RECORDS PROVIDED:
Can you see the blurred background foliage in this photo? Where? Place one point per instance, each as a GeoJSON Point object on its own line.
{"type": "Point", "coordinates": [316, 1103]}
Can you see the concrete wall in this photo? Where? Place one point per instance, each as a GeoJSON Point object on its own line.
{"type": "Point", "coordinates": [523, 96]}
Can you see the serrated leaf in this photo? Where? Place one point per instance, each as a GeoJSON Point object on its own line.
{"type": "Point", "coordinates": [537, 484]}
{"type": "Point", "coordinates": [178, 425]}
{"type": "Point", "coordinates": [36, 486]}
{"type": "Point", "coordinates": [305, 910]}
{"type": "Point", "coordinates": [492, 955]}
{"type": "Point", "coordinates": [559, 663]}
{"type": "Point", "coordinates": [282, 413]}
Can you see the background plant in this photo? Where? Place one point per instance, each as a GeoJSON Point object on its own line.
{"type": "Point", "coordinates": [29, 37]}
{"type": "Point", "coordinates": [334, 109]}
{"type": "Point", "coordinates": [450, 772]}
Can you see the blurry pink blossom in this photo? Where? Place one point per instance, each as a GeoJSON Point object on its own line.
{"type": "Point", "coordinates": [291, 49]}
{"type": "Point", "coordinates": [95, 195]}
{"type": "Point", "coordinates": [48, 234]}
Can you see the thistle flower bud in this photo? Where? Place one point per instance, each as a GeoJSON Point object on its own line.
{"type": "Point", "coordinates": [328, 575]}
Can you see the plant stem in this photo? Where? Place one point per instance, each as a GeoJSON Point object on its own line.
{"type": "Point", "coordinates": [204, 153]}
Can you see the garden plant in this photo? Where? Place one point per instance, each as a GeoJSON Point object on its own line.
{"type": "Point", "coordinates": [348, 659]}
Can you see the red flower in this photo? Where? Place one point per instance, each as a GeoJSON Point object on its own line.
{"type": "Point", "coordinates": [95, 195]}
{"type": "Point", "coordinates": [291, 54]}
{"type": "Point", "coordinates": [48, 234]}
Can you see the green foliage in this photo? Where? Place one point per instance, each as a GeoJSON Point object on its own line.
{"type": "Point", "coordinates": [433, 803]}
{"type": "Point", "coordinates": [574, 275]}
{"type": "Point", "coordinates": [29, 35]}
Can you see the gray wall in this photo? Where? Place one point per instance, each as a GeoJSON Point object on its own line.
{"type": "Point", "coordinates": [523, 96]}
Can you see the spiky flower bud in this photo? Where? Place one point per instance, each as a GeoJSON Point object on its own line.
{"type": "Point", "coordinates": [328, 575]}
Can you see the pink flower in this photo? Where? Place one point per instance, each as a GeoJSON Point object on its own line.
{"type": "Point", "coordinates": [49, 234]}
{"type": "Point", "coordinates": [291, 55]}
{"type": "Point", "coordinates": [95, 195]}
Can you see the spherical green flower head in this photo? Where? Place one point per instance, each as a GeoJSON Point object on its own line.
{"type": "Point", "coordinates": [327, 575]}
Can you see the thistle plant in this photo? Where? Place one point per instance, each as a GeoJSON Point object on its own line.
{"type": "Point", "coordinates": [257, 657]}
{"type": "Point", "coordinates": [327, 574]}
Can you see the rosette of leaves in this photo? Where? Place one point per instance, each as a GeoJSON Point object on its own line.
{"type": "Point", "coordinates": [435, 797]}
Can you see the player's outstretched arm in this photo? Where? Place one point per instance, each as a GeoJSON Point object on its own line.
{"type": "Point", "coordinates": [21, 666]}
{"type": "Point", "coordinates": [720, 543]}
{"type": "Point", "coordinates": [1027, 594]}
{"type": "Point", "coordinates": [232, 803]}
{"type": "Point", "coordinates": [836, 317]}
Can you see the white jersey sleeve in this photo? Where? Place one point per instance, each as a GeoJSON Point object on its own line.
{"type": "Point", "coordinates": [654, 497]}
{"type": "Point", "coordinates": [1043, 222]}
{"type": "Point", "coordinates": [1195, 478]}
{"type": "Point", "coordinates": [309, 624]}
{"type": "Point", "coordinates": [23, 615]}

YOUR INSTRUCTIONS: Each record should be transcribed exactly as it was written.

FINISHED EXERCISE:
Can you see the blurred background foliage in this photo? Where? Place one point per instance, each as a GeoJSON Point object on its own line.
{"type": "Point", "coordinates": [316, 1103]}
Can you see the concrete wall in this photo? Where? Place one point per instance, each as a GeoJSON Point object on its own line.
{"type": "Point", "coordinates": [523, 96]}
Can you see the serrated leaf in this photo? Where? Place one point per instance, each as a GeoJSON Point object on its own line.
{"type": "Point", "coordinates": [537, 484]}
{"type": "Point", "coordinates": [178, 425]}
{"type": "Point", "coordinates": [36, 486]}
{"type": "Point", "coordinates": [305, 910]}
{"type": "Point", "coordinates": [492, 955]}
{"type": "Point", "coordinates": [559, 663]}
{"type": "Point", "coordinates": [282, 413]}
Can you see the background plant in this photo? Where? Place one point per instance, each as a GeoJSON Point object on its own line.
{"type": "Point", "coordinates": [29, 37]}
{"type": "Point", "coordinates": [334, 109]}
{"type": "Point", "coordinates": [450, 772]}
Can you see the blurry pink blossom in this photo? Where? Place one point per instance, each as a GeoJSON Point object on its own line.
{"type": "Point", "coordinates": [291, 49]}
{"type": "Point", "coordinates": [95, 195]}
{"type": "Point", "coordinates": [48, 234]}
Can you see the thistle flower bud in this photo? Where? Place one point per instance, each as a GeoJSON Point object on its own line.
{"type": "Point", "coordinates": [328, 575]}
Can you see the plant stem in this photo? Where? Place one point per instance, each as a GeoJSON Point object on its own line.
{"type": "Point", "coordinates": [204, 153]}
Can you see the garden plant in this photo? Where? Place one point per instance, each as a GeoJSON Point object on its own line.
{"type": "Point", "coordinates": [348, 659]}
Can you see the red flower in this photo? Where? Place one point per instance, each as a GeoJSON Point object on its own line.
{"type": "Point", "coordinates": [95, 195]}
{"type": "Point", "coordinates": [291, 54]}
{"type": "Point", "coordinates": [48, 234]}
Can you see the green foliage in this photo? Where? Place one point per instance, each as a GeoJSON Point object on its own line.
{"type": "Point", "coordinates": [433, 803]}
{"type": "Point", "coordinates": [574, 275]}
{"type": "Point", "coordinates": [29, 35]}
Can you see the gray wall in this photo? Where? Place one point per instance, each as a GeoJSON Point object on its own line.
{"type": "Point", "coordinates": [523, 96]}
Can you see the spiky flower bud in this photo? Where? Place one point per instance, each as a GeoJSON Point object on its own line.
{"type": "Point", "coordinates": [328, 575]}
Can you see the pink flower in this photo? Where? Place one point per instance, each as a GeoJSON Point object on its own line.
{"type": "Point", "coordinates": [49, 234]}
{"type": "Point", "coordinates": [291, 55]}
{"type": "Point", "coordinates": [95, 195]}
Can you see the spherical green flower head in this photo? Where? Place one point per instance, each as a GeoJSON Point object on its own line.
{"type": "Point", "coordinates": [327, 575]}
Can you see the thistle plant in this photo? Where? Place one point per instance, each as a GeoJSON Point object on its own line.
{"type": "Point", "coordinates": [257, 657]}
{"type": "Point", "coordinates": [327, 574]}
Can you see the rosette of leaves in this photo? Where? Place one point per instance, each as a GeoJSON Point object on its own line.
{"type": "Point", "coordinates": [435, 797]}
Can you see the player's outstretched arm in this photo? Where? Place one point per instance, each as a GeoJSON Point object on its own line.
{"type": "Point", "coordinates": [21, 666]}
{"type": "Point", "coordinates": [720, 543]}
{"type": "Point", "coordinates": [1027, 594]}
{"type": "Point", "coordinates": [232, 803]}
{"type": "Point", "coordinates": [836, 317]}
Can you see the white jersey sleeve in this photo? Where? Place one point per instance, each as a GeoJSON Point object on its own line.
{"type": "Point", "coordinates": [654, 497]}
{"type": "Point", "coordinates": [1043, 222]}
{"type": "Point", "coordinates": [1195, 478]}
{"type": "Point", "coordinates": [309, 624]}
{"type": "Point", "coordinates": [23, 615]}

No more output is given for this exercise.